To do
Each record, exactly as written, should be printed again.

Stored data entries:

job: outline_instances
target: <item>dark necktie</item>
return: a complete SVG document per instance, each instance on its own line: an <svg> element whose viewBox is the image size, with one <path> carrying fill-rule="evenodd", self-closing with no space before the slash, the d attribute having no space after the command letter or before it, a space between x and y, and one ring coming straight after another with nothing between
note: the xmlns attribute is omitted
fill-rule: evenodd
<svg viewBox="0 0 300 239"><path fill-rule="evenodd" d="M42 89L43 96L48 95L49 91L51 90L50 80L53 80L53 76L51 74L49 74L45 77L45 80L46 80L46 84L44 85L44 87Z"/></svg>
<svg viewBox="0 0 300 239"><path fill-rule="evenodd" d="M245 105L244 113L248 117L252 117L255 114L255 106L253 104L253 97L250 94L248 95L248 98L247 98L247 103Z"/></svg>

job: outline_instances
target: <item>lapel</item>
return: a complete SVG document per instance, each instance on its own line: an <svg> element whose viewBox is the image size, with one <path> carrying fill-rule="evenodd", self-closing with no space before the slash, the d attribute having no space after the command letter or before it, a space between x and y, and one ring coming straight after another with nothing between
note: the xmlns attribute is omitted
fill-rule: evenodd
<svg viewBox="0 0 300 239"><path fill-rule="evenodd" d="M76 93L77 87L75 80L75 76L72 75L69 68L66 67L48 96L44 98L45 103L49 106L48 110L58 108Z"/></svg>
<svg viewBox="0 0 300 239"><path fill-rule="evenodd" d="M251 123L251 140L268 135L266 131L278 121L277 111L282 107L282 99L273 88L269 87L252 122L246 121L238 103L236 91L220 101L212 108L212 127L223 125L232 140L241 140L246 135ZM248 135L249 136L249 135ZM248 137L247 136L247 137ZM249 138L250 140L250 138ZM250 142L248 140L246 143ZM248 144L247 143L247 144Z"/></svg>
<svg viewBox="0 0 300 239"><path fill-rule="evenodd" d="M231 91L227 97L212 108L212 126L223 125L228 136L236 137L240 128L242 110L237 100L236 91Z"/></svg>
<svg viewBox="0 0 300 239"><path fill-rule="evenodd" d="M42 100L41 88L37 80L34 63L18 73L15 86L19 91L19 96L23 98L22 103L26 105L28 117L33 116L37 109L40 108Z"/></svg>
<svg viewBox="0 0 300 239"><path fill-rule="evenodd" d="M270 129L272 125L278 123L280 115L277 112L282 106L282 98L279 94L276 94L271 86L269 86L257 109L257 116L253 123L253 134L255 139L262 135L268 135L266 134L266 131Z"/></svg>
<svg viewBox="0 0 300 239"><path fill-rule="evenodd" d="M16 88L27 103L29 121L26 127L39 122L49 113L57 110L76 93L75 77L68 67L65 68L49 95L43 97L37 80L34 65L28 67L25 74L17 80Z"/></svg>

Solution to the problem
job: outline_instances
target: <item>dark necktie</item>
return: a complete SVG document per instance, each instance on its own line: an <svg> element whose viewBox is the image size, with one <path> carrying fill-rule="evenodd", self-closing with no space before the slash, the d attribute having no space after the command letter or before it, a space between x and y, and one ring coming straight after another with nothing between
note: the xmlns attribute is omitted
fill-rule: evenodd
<svg viewBox="0 0 300 239"><path fill-rule="evenodd" d="M42 89L43 96L48 95L49 91L51 90L50 80L53 80L53 76L51 74L49 74L45 77L45 80L46 80L46 84L44 85L44 87Z"/></svg>
<svg viewBox="0 0 300 239"><path fill-rule="evenodd" d="M245 105L244 113L248 117L252 117L255 114L255 106L253 104L253 97L250 94L248 95L248 98L247 98L247 103Z"/></svg>

job: outline_instances
target: <item>lapel</item>
return: a complete SVG document per instance, each instance on its own line: an <svg> element whose viewBox is the image size, with one <path> carrying fill-rule="evenodd", self-closing with no space before the slash, the d attribute having no space after the command letter or before it, a space between x and y, and one ring coming straight after another with nothing between
note: the xmlns attribute is omitted
fill-rule: evenodd
<svg viewBox="0 0 300 239"><path fill-rule="evenodd" d="M76 93L77 87L75 80L75 76L72 75L69 68L66 67L48 96L44 98L45 103L49 106L48 110L58 108Z"/></svg>
<svg viewBox="0 0 300 239"><path fill-rule="evenodd" d="M251 123L251 140L268 135L266 131L278 121L277 111L282 107L282 99L273 88L269 87L252 122L246 121L238 103L236 91L220 101L212 108L212 127L223 125L232 140L241 140L246 135ZM248 135L249 136L249 135ZM248 137L247 136L247 137ZM249 138L250 140L250 138ZM250 142L248 140L246 143ZM248 144L247 143L247 144Z"/></svg>
<svg viewBox="0 0 300 239"><path fill-rule="evenodd" d="M231 91L227 97L212 108L212 126L223 125L228 136L236 137L240 128L242 110L237 100L236 91Z"/></svg>
<svg viewBox="0 0 300 239"><path fill-rule="evenodd" d="M42 100L41 88L37 80L34 63L18 73L15 86L19 91L19 96L23 98L22 103L26 105L28 117L33 116L37 109L40 108Z"/></svg>
<svg viewBox="0 0 300 239"><path fill-rule="evenodd" d="M270 129L272 125L278 123L280 115L277 112L282 106L282 98L279 94L276 94L271 86L269 86L257 109L257 116L253 123L253 134L255 139L262 135L268 135L266 134L266 131Z"/></svg>
<svg viewBox="0 0 300 239"><path fill-rule="evenodd" d="M16 88L27 103L29 121L26 127L39 122L49 113L57 110L76 93L75 77L68 67L65 68L49 95L43 97L37 80L34 65L28 67L25 74L17 80Z"/></svg>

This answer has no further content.